— Start —

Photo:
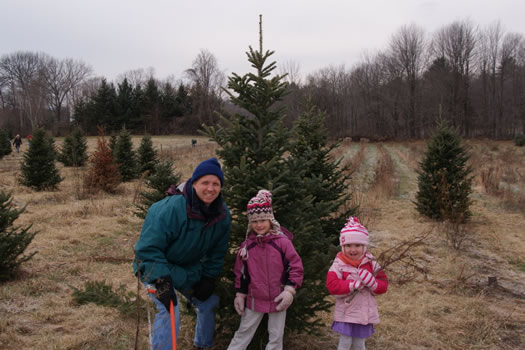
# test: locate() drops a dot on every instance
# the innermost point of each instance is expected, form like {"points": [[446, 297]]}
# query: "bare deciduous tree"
{"points": [[207, 83], [23, 72], [456, 43], [292, 70], [407, 48], [61, 77]]}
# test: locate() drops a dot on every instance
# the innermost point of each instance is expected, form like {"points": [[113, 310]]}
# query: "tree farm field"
{"points": [[440, 300]]}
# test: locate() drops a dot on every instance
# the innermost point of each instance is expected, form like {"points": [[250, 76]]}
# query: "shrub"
{"points": [[13, 239], [74, 149], [102, 173], [100, 293], [445, 180], [519, 140], [147, 155]]}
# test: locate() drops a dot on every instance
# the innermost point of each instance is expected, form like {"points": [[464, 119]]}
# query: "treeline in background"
{"points": [[471, 76]]}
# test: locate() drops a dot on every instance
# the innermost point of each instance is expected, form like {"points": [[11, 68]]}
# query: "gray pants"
{"points": [[250, 321], [346, 342]]}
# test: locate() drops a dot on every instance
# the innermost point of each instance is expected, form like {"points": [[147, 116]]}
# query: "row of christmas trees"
{"points": [[310, 189]]}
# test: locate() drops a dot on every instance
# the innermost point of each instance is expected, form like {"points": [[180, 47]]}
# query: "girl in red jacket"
{"points": [[267, 270], [354, 279]]}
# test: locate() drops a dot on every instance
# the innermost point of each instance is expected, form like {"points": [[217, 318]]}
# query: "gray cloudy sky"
{"points": [[114, 36]]}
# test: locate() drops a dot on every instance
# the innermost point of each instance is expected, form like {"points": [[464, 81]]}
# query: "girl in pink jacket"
{"points": [[268, 271], [354, 279]]}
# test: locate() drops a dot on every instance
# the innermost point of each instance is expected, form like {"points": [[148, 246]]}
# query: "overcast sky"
{"points": [[115, 36]]}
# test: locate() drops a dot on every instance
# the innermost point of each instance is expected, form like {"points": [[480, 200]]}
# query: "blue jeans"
{"points": [[204, 329]]}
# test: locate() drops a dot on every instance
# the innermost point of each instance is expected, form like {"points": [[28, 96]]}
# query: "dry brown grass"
{"points": [[450, 306]]}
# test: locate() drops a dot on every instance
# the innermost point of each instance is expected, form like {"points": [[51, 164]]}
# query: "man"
{"points": [[181, 247]]}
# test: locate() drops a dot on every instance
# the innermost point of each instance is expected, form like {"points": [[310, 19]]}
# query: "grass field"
{"points": [[441, 300]]}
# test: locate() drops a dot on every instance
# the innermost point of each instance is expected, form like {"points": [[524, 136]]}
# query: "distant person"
{"points": [[268, 271], [17, 142], [354, 279], [181, 248]]}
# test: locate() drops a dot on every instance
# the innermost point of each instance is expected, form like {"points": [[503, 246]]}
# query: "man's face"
{"points": [[208, 188]]}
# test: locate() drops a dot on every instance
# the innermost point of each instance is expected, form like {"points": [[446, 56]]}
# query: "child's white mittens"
{"points": [[285, 298], [368, 279], [353, 285], [239, 302]]}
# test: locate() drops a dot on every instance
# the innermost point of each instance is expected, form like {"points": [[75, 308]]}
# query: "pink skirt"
{"points": [[353, 329]]}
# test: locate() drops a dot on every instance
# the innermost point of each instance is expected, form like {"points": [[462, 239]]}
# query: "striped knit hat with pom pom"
{"points": [[353, 232], [260, 207]]}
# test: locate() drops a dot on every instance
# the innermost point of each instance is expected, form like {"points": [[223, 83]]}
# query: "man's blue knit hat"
{"points": [[208, 167]]}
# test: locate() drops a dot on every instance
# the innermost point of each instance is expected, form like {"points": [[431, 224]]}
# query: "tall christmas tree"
{"points": [[444, 179], [125, 157], [38, 167], [13, 239], [326, 179], [255, 152]]}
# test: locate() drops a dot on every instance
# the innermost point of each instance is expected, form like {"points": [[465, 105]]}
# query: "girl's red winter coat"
{"points": [[272, 263]]}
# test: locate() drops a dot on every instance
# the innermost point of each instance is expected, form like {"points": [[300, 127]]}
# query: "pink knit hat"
{"points": [[260, 207], [353, 232]]}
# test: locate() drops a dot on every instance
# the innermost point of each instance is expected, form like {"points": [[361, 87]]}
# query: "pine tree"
{"points": [[125, 157], [147, 155], [254, 152], [74, 149], [38, 167], [113, 142], [5, 144], [102, 173], [326, 180], [13, 239], [444, 178], [159, 181]]}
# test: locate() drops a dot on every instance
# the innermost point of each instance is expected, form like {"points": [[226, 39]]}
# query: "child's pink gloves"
{"points": [[368, 279], [353, 285], [239, 302], [285, 298]]}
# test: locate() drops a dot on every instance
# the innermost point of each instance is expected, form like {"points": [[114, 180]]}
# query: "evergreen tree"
{"points": [[74, 149], [254, 152], [102, 173], [124, 105], [326, 180], [147, 155], [151, 107], [5, 144], [125, 157], [113, 142], [13, 239], [159, 181], [38, 167], [444, 178]]}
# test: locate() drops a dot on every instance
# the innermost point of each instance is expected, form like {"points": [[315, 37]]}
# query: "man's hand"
{"points": [[239, 302], [165, 292]]}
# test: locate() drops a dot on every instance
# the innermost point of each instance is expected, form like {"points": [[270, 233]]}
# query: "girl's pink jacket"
{"points": [[272, 263], [360, 307]]}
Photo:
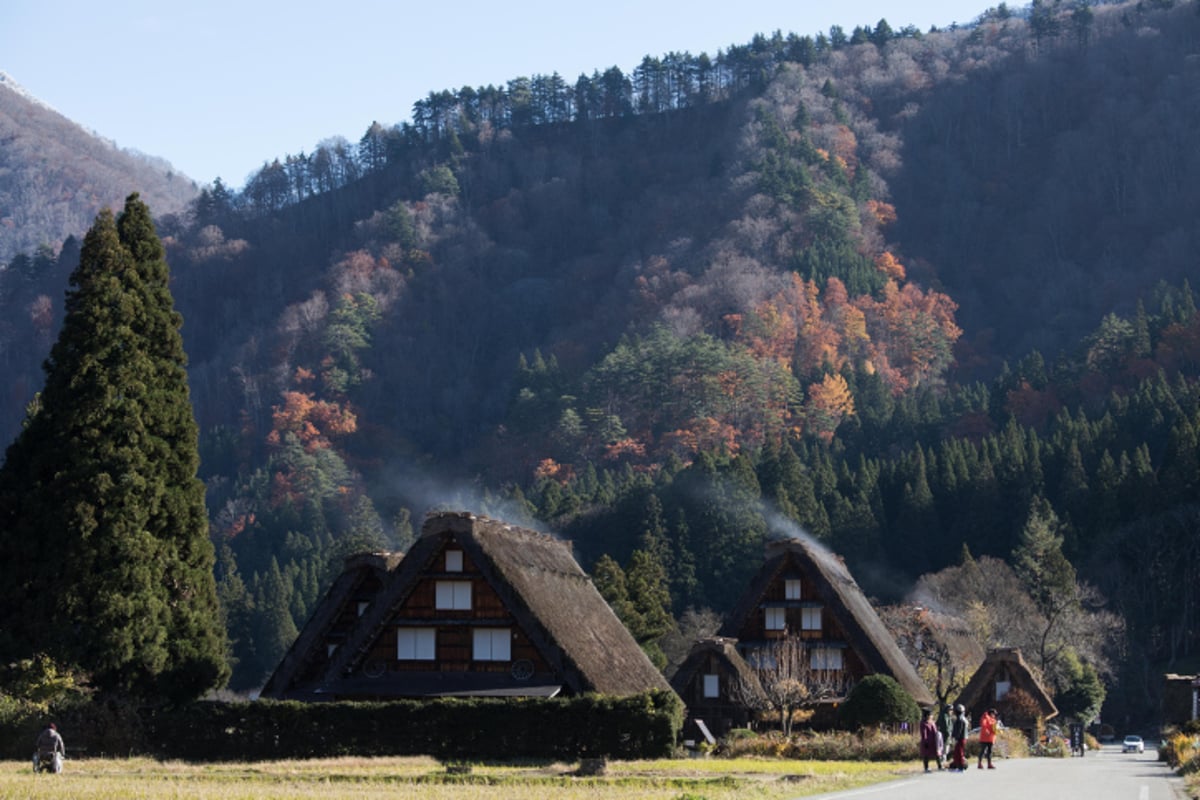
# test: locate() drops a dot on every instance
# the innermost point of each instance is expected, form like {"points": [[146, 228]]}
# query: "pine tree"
{"points": [[107, 565]]}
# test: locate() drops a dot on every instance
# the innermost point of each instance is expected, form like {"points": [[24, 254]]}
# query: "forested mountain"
{"points": [[54, 176], [922, 295]]}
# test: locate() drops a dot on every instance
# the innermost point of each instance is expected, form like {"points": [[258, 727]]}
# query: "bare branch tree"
{"points": [[791, 674]]}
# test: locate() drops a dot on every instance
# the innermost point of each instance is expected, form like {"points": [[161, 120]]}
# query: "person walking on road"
{"points": [[959, 734], [943, 727], [930, 740], [987, 737]]}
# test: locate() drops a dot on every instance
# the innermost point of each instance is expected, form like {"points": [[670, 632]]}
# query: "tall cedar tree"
{"points": [[105, 557]]}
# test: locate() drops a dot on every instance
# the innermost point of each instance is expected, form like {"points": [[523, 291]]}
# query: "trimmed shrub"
{"points": [[879, 701], [641, 726]]}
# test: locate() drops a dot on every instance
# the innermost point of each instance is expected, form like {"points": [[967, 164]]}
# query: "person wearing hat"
{"points": [[987, 737], [49, 751]]}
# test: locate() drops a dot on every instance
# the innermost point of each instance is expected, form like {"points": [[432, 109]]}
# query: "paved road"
{"points": [[1104, 775]]}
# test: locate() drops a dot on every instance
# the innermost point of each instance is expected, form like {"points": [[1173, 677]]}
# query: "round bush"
{"points": [[877, 701]]}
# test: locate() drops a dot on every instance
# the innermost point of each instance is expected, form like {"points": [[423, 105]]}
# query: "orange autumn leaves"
{"points": [[906, 337]]}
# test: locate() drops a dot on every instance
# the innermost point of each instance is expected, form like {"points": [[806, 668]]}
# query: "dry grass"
{"points": [[430, 780]]}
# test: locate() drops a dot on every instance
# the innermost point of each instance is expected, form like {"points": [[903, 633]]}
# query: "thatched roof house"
{"points": [[804, 590], [1006, 683], [363, 577], [479, 607], [715, 683]]}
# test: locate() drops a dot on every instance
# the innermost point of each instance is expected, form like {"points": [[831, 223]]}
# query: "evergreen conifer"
{"points": [[105, 553]]}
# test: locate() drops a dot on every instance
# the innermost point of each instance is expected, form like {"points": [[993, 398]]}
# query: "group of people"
{"points": [[945, 739]]}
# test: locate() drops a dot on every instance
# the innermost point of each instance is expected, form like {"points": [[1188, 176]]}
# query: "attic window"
{"points": [[826, 659], [492, 644], [453, 595], [417, 644], [810, 619]]}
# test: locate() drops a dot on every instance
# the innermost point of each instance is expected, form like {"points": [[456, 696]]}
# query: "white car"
{"points": [[1133, 745]]}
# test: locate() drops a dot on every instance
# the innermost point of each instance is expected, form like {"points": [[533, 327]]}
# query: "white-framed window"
{"points": [[762, 659], [492, 644], [453, 595], [826, 659], [775, 619], [417, 643], [810, 619]]}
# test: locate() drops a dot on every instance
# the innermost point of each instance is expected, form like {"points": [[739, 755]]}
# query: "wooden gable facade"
{"points": [[999, 681], [807, 593], [329, 626], [483, 608], [714, 683]]}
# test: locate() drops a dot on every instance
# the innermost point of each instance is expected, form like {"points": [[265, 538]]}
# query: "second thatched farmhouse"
{"points": [[475, 608]]}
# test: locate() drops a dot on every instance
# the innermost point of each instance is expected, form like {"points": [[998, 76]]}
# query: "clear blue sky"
{"points": [[217, 86]]}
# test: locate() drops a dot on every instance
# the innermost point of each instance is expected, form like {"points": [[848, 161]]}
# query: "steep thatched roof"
{"points": [[979, 691], [540, 583], [726, 654], [361, 578], [865, 632]]}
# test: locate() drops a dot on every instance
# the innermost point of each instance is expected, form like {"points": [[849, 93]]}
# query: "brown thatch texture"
{"points": [[865, 632], [981, 690], [360, 579], [725, 653], [540, 583]]}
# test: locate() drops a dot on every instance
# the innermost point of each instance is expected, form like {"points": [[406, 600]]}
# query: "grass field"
{"points": [[431, 780]]}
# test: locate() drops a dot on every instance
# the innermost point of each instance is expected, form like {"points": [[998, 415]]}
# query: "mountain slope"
{"points": [[54, 175]]}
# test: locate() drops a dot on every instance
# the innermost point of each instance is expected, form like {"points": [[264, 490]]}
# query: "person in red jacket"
{"points": [[987, 737]]}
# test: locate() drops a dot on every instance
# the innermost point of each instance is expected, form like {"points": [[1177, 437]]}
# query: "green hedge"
{"points": [[643, 726]]}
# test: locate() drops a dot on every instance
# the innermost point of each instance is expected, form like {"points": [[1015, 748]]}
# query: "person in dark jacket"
{"points": [[930, 740], [943, 727], [959, 734], [49, 750]]}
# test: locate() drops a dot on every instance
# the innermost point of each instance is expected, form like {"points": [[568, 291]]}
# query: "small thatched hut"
{"points": [[715, 683], [363, 577], [1006, 683], [803, 589], [479, 607]]}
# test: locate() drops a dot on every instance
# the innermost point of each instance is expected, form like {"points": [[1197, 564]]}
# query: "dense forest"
{"points": [[922, 295]]}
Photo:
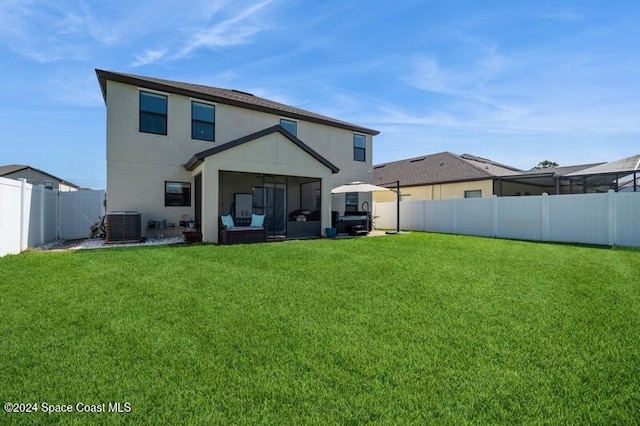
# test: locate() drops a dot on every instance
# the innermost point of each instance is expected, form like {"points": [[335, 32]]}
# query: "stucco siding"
{"points": [[139, 163]]}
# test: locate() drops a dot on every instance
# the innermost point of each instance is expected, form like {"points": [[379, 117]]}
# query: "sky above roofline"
{"points": [[516, 82]]}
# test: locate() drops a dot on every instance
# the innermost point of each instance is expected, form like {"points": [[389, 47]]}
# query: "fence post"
{"points": [[454, 200], [545, 216], [23, 212], [424, 214], [494, 216], [611, 217], [42, 213]]}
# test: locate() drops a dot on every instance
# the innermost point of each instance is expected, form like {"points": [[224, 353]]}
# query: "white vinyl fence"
{"points": [[607, 219], [32, 215]]}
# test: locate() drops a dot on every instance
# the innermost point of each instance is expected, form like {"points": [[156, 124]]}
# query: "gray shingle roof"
{"points": [[224, 96], [198, 158], [438, 168]]}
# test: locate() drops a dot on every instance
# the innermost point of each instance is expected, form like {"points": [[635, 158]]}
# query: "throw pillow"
{"points": [[257, 220]]}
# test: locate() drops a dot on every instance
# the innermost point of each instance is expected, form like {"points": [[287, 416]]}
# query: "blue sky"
{"points": [[517, 82]]}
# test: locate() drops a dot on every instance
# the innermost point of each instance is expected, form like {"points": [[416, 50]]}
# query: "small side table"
{"points": [[192, 235]]}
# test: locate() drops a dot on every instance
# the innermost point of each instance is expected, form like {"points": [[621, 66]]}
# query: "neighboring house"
{"points": [[446, 175], [37, 177], [440, 176], [179, 151]]}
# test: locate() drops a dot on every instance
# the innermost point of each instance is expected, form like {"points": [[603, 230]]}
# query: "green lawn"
{"points": [[406, 329]]}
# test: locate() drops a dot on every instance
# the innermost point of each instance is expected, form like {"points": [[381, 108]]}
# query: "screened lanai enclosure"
{"points": [[291, 204]]}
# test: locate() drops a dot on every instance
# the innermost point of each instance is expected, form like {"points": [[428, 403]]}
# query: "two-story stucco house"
{"points": [[179, 151]]}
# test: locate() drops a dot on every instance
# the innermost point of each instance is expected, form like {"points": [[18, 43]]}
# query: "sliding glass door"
{"points": [[270, 200]]}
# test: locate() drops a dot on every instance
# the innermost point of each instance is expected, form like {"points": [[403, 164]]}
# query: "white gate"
{"points": [[77, 211]]}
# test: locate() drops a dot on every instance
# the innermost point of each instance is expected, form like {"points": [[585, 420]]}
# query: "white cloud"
{"points": [[235, 30], [149, 56]]}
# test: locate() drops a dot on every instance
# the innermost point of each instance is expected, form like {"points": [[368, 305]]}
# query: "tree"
{"points": [[546, 164]]}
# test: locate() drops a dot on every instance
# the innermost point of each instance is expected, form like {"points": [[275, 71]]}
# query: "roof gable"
{"points": [[198, 158], [13, 168], [224, 96]]}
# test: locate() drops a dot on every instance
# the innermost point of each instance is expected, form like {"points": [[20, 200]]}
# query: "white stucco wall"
{"points": [[139, 163]]}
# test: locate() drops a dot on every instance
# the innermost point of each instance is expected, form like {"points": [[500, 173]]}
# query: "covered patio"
{"points": [[270, 173], [620, 175]]}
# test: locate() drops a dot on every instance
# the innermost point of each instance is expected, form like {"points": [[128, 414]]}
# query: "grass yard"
{"points": [[406, 329]]}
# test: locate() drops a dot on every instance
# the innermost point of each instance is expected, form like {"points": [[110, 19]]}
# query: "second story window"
{"points": [[153, 113], [290, 126], [359, 147], [203, 121]]}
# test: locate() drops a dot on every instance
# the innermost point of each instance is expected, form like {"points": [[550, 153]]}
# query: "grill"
{"points": [[123, 227], [354, 223]]}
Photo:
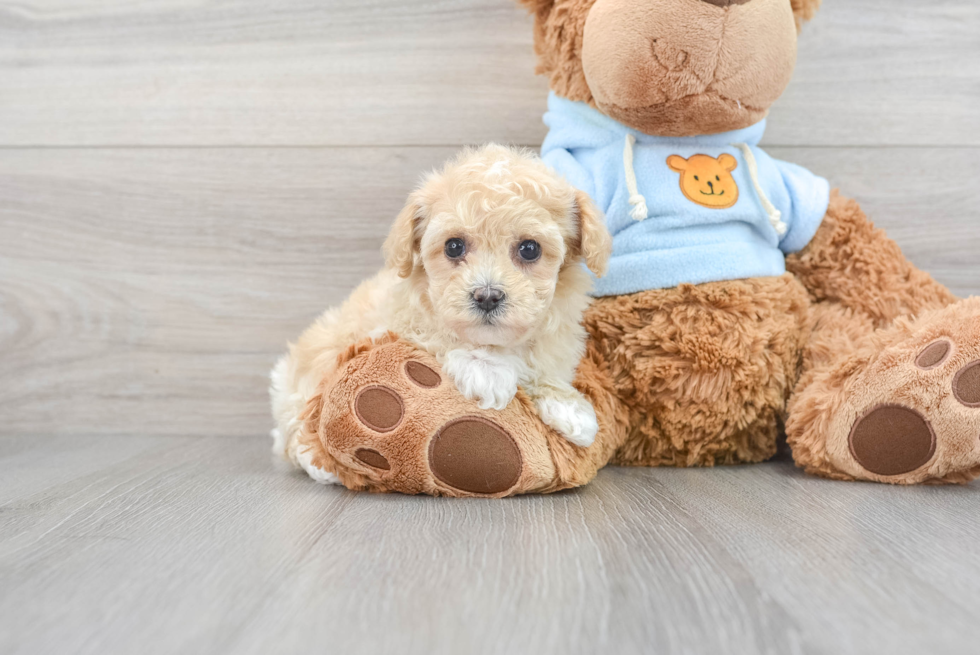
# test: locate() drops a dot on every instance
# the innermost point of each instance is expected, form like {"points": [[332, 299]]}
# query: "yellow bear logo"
{"points": [[707, 181]]}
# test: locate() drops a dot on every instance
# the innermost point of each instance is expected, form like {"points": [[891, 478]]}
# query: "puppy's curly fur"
{"points": [[490, 202]]}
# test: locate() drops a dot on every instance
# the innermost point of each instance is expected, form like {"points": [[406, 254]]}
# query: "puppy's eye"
{"points": [[455, 248], [529, 251]]}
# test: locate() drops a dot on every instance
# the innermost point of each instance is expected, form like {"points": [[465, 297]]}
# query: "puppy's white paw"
{"points": [[573, 419], [483, 376]]}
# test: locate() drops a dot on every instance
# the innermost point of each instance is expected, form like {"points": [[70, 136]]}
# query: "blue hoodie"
{"points": [[700, 209]]}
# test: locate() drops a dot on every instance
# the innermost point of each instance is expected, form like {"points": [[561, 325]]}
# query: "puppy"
{"points": [[484, 271]]}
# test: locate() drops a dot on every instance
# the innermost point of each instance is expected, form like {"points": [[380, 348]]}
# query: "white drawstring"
{"points": [[775, 216], [639, 211]]}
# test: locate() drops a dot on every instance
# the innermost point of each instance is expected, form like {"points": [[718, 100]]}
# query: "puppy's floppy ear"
{"points": [[405, 236], [804, 10], [594, 242]]}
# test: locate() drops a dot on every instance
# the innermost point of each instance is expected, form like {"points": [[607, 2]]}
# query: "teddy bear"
{"points": [[744, 296]]}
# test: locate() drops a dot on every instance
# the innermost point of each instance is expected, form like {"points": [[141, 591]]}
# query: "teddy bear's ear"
{"points": [[804, 10]]}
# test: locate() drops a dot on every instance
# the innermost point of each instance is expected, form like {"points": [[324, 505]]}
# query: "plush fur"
{"points": [[872, 366]]}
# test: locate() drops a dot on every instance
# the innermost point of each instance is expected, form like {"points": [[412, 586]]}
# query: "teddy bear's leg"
{"points": [[392, 421], [852, 263], [891, 389], [705, 370]]}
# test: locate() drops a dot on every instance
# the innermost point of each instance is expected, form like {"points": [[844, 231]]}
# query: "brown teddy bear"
{"points": [[742, 294]]}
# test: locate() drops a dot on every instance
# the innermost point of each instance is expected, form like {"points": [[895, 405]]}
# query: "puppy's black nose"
{"points": [[488, 298]]}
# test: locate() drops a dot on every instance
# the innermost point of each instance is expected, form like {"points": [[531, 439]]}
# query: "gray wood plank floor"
{"points": [[189, 545], [185, 185]]}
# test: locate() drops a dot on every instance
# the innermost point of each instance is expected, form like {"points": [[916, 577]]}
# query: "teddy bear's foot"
{"points": [[904, 408], [393, 421]]}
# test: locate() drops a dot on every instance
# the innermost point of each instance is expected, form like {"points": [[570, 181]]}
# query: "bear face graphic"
{"points": [[707, 181]]}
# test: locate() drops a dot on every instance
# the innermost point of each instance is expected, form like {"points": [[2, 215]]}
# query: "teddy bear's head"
{"points": [[671, 67]]}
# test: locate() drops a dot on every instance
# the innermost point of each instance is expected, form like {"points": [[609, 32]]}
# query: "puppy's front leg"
{"points": [[485, 376], [562, 407]]}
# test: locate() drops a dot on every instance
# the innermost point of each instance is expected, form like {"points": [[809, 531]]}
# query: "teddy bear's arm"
{"points": [[851, 262]]}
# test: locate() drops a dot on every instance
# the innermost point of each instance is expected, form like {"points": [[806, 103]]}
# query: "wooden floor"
{"points": [[185, 185]]}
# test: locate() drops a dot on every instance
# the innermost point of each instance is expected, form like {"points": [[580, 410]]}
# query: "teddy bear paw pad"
{"points": [[393, 421], [914, 413], [892, 440], [475, 455]]}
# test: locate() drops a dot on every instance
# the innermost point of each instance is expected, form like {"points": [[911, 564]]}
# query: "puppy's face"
{"points": [[491, 271], [491, 237]]}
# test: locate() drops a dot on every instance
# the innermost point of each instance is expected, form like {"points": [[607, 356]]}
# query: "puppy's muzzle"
{"points": [[488, 298]]}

— End —

**Aim of the task**
List every line of the listing that contains the string "road", treating uppercase and lowercase as different.

**Result of this exercise**
# query: "person walking on road"
# query: "paved road"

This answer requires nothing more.